Work to do:
a: In the page excerpt on Haritz Mújika, which opponent did he face in his Segunda División debut?
b: Using the page excerpt on Haritz Mújika, explain why the 2011–12 season mattered for CD Mirandés and what his part in it was.
c: Carry on the biography of Haritz Mújika from its final sentence.

Page excerpt:

## START

Haritz Mújika López (born 13 November 1981) is a Spanish former professional footballer who played mainly as a forward, currently manager of SD Amorebieta.

Playing career
Born in Pasaia, Gipuzkoa, Mújika spent 11 of his first 12 seasons as a senior in the Segunda División B, starting at SD Beasain then representing Real Sociedad's B team – he also played with them in Tercera División – Real Unión, Burgos CF, UE Castelldefels, Zamora CF and CD Mirandés. With the latter club, he was an undisputed starter in his early years, scoring seven goals in 37 matches in 2011–12 to help gain promotion to the Segunda División for the first time in its history.

Mújika made his debut in the competition at nearly 31 years of age, playing the full 90 minutes in a 0–1 home loss against SD Huesca on 17 August 2012. He scored his first goal as a professional on 13 January 2013, closing the 1–1 draw at Sporting de Gijón.

## END

Stored rows:
## START

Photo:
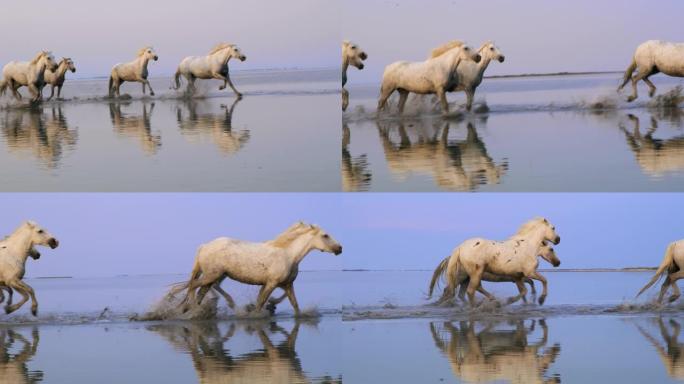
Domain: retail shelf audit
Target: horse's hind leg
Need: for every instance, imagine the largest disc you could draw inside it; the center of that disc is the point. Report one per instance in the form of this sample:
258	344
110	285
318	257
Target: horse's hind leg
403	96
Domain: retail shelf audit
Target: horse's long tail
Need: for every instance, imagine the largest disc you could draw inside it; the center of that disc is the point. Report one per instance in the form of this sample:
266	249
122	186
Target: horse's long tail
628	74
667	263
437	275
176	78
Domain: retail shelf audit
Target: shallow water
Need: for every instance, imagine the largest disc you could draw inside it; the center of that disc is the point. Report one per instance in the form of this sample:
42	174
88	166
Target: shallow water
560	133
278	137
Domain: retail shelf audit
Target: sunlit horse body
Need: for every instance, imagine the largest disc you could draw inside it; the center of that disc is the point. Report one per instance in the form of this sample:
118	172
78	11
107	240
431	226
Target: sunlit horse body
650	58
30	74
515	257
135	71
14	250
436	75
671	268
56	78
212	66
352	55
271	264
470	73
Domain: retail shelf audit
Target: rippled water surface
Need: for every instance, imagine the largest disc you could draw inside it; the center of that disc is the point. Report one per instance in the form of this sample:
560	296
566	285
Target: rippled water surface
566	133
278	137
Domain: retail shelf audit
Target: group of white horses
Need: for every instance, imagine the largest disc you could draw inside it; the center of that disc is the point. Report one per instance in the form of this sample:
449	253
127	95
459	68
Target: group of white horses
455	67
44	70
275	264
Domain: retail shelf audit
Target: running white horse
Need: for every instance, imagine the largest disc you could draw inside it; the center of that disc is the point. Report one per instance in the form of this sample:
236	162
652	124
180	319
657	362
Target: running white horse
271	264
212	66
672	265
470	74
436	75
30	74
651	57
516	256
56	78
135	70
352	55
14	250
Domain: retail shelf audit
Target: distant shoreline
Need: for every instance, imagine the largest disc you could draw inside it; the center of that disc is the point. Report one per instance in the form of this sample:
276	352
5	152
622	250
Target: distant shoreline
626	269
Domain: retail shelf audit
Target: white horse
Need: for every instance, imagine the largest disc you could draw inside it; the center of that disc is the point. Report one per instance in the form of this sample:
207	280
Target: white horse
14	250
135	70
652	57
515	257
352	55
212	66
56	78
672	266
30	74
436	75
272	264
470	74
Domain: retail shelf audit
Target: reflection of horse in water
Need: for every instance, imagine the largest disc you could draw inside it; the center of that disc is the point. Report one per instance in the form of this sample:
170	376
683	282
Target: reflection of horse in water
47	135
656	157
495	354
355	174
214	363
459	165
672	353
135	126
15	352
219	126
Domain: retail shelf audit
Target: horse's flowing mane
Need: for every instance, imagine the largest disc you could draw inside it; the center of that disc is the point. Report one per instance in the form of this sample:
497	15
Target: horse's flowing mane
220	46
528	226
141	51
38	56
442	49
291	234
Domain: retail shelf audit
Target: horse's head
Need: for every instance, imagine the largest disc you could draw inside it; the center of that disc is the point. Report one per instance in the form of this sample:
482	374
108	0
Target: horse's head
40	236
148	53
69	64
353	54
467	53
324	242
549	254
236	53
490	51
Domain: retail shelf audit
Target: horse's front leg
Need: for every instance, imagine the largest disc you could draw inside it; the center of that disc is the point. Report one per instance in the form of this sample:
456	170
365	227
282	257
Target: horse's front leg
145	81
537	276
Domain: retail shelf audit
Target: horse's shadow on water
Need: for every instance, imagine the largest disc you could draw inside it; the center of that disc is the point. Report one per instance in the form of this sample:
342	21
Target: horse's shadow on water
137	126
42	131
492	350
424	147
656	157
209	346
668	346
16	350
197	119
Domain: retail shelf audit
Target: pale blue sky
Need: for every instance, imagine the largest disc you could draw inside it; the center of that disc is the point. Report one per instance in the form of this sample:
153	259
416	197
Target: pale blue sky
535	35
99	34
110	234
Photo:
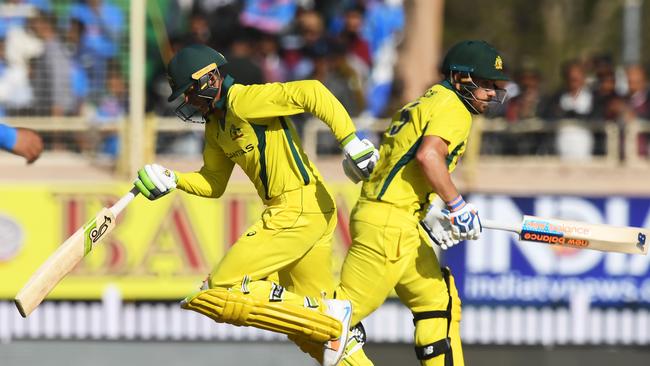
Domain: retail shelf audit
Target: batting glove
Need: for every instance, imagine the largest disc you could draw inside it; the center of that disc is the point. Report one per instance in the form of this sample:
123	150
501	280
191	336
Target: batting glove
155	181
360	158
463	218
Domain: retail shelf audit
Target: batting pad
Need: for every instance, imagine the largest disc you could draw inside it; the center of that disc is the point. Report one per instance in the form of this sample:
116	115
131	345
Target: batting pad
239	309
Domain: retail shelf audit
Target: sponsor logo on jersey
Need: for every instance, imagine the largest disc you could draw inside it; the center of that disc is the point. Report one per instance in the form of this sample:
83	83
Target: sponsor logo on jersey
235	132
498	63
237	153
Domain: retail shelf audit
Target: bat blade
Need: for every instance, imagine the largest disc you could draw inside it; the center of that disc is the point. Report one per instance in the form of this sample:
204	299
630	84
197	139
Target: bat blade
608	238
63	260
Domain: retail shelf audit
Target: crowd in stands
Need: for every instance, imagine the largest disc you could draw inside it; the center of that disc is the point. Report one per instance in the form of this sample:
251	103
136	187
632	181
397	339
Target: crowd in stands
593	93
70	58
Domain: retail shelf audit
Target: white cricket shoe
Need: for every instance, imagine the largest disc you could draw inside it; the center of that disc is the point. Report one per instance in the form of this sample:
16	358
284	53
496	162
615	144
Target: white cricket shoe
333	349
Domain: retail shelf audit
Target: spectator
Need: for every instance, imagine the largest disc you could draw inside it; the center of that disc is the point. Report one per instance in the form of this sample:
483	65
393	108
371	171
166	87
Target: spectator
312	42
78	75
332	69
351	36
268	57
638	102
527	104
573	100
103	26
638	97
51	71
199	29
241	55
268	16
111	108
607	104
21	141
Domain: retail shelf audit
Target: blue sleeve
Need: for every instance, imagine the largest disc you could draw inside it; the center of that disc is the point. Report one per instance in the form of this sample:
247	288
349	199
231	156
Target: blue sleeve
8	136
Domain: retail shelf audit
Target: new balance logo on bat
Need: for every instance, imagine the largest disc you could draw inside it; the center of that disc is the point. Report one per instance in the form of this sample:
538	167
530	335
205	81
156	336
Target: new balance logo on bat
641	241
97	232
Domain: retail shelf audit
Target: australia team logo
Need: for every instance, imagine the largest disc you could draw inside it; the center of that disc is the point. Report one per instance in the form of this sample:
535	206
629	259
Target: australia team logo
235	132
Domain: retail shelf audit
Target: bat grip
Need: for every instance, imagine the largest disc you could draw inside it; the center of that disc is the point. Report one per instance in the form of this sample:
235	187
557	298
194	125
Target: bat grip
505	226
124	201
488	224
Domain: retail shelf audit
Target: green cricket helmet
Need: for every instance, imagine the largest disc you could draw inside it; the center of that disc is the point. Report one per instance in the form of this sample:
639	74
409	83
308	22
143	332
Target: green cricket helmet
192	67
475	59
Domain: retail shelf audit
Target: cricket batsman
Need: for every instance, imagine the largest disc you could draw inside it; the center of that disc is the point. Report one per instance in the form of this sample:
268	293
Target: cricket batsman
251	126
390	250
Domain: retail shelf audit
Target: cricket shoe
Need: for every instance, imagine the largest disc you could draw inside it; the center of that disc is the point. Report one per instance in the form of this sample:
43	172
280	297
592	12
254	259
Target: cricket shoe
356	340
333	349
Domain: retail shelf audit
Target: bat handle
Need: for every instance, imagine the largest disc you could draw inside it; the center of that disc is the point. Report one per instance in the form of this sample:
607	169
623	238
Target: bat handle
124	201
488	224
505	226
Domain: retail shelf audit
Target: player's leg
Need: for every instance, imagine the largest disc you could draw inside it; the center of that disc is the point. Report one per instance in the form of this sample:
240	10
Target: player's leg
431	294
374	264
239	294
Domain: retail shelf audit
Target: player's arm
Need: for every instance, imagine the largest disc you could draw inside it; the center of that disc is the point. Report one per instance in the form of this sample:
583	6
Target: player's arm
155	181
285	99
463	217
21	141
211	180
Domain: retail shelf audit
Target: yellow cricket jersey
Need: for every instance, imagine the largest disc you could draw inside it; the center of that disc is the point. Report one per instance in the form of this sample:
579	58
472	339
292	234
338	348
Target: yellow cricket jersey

## END

Outputs by task:
a: SD Huesca, in a 0–1 home loss on 17 August 2012.

b: That season Mirandés gained promotion to the Segunda División for the first time in its history. Mújika was an undisputed starter and scored seven goals in 37 matches to help earn that promotion.

c:
Mújika left Mirandés in August 2014, and signed for Real Unión in the third division. He moved to SD Amorebieta of the same league in 2017, retiring two years later at the age of 37.

Coaching career
Immediately after retiring, Mújika joined Iñigo Vélez's technical staff at his last club Amorebieta, as an assistant manager. On 8 March 2022, he was appointed at the helm of the team (newcomers to the second tier) after the latter's dismissal. On his debut, five days later, he lost 1–0 at SD Eibar.

Managerial statistics

References

External links
Mirandés official profile 

1981 births
Living people
People from Pasaia
Sportspeople from Gipuzkoa
Spanish footballers
Footballers from the Basque Country (autonomous community)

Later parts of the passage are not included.